This isn't going well at all.
I'll try again later in the entry. I guess this counts as the third paragraph.
Whatta wonderful world. Startin' to get the juices flowing, though.
I knew this entry would pay off. Actually, I didn't. Frankly, I'm
surprised I got to the third paragraph. What the what. Maybe I
should treat this like the Fabled Philosophy Final that asked Why? and to
get an A you'd have to answer Why Not? and that's it. For my 20
page paper, I should just write, I Don't Know, I'm White. That
Fourth paragraph. Just lost 6 dollars. Oh well,
live and learn. At least I'm up to the fourth paragraph. Birthday is
in less than 6 weeks. Probably can put up 50 dollars then in poker.
If I feel like it. Anyway, what the what.
I've been reading books for this class.
Stands to reason I'm able to talk about them at this point. First book we
read was Between The World And Me. This was a good book.
Talked about his experience as a black man and when he was a kid and then when
he was a young adult-- leading up to the exciting climax where he's a black man.
I get a little bit what it was like. His parents used corporal punishment,
which apparently is common in black families. Maybe that's something I
could talk about. Hmm. I've given me a lot to think about.
Fifth paragraph. Anyway.
Trying to think if other books talked about corporal punishment. That
would help. Probably should pick a topic that's more about the
Literaryness than the black experience. It is an English Class and
whatnot. Anyway, crap and crap. Maury and other shows in that
channel 11 block similar to Maury have the best commercials. Good jingles
for calling debt consolidators or personal injury lawyers or cars for kids.
Lots of good stuff in that block of TV. Anyway, crap and crap.
Sixth paragraph. It's goin' ok. Not good, really,
not at all. But okay. Bought a new bottle of alcohol yesterday.
Told my parents about it. A+ Number 1 Son. Turn 29 in six weeks.
Pretty sure that's a prime number. Hmm. 2? No, doesn't go
into it. 3? Nope. 5? Get real. Seven? Not a
chance. 9? Fuck no. 11? hahah. Not 13, either.
That covers that. I remember once in 7th grade our teacher had a birthday
and said it was a prime number and I figured it out and he gave me his clothes
and I became the teacher. Anyway, what else is going on.
Seventh paragraph. What the what. A few episodes
behind on The Mick. One episode behind on White Famous. Few episodes
behind on The Simpsons. Think that's it. Still have the Daily Show I
recorded with the writer of Between The World And Me which I mentioned in
my introductory paragraph of my paper. Hmm, does that mean I can write
20 pages about the Daily Show? Because of the transitive property and
whatnot. Anyway, crap and crap. I don't know. Started watching
The Deer Hunter last night. Saw the part where they hunted the deer then
got bored and went to sleep. Finish it tonight I guess. What else is
Eighth paragraph. I figure I gotta go for at least 20,
right? That's my track record I'm pot-committed to. I wonder, after
winning the world series, how many players on the Astros 25 man roster went,
Hmm, this doesn't really matter at all. What difference does it make.

* * *

=== Work to complete ===
1 – Which TV shows does the journal entry say the writer is a few episodes or one episode behind on? List them all.
2 – Please carry on the journal entry about struggling to write a paper, picking up right after its last sentence.

[A few lines]
* * *

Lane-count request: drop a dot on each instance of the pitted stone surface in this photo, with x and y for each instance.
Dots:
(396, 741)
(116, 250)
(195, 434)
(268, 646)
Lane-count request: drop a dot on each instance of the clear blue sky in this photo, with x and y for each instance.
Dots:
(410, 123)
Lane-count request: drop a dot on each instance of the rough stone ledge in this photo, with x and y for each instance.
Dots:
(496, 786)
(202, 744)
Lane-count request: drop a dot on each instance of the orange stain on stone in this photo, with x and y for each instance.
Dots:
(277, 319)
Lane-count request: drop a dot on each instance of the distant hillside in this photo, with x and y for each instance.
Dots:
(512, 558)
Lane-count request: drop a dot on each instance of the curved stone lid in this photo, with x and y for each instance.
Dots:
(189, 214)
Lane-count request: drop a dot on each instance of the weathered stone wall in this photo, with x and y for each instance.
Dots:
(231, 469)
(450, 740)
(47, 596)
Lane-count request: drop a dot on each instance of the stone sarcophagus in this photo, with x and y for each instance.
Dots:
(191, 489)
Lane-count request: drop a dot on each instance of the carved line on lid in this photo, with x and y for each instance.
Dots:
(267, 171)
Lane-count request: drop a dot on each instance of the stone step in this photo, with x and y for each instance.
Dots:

* * *

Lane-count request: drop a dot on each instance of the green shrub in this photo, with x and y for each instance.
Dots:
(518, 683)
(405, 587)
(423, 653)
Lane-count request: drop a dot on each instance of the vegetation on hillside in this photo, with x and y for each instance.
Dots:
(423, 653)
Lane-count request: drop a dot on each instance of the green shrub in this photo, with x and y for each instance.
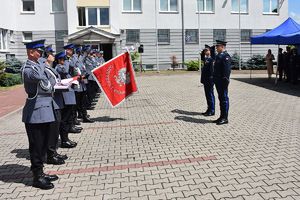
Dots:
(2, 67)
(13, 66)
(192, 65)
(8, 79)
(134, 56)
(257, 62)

* * *

=== Solved tasks ===
1 – The Mick, White Famous, The Simpsons

2 –
Probably 8-10, that's my guess. I figure, you make the playoffs, maybe not
counting the wild card game, you won. You get to play in the playoffs.
Especially at Game 7 of the World Series. You made it as far as you could
go. You're not gonna play any more games whether you win or lose. It
makes no difference.
Baseball. Anyway, crap and crap. I was
rooting for the Astros, but when they won, I was like, they don't give a fig
about me being happy for them. This is for Houston. They could care
less about me! So that ruined everything. Ninth paragraph.
I could get away with doing a 10 paragraph entry. It's a non-class today,
special occasion. Pot Commission is thrown out the window. Gonna
either have a Chicken Pot Pie or 2 hot dogs and half a potato pancake for dinner
tonight. With the other being for dinner tomorrow night. Great!
I don't know. What the Hell do they make the Chicken Pot Pie filler out
of. My guess is it's not healthy. Probably has fat in it or
Anyway, jeez, tenth paragraph. That's something great.
I didn't know I'd be able to get here when I first started. Plus, still
got some money on poker. Playing with my entire bankroll at the table,
sure, but if I double up, I'm more or less back to where I started. And if
I lose enough, but not all of it, I can go back down to the lower limit and
potentially build it up again. So yeah I'd say My Life Is Going Great.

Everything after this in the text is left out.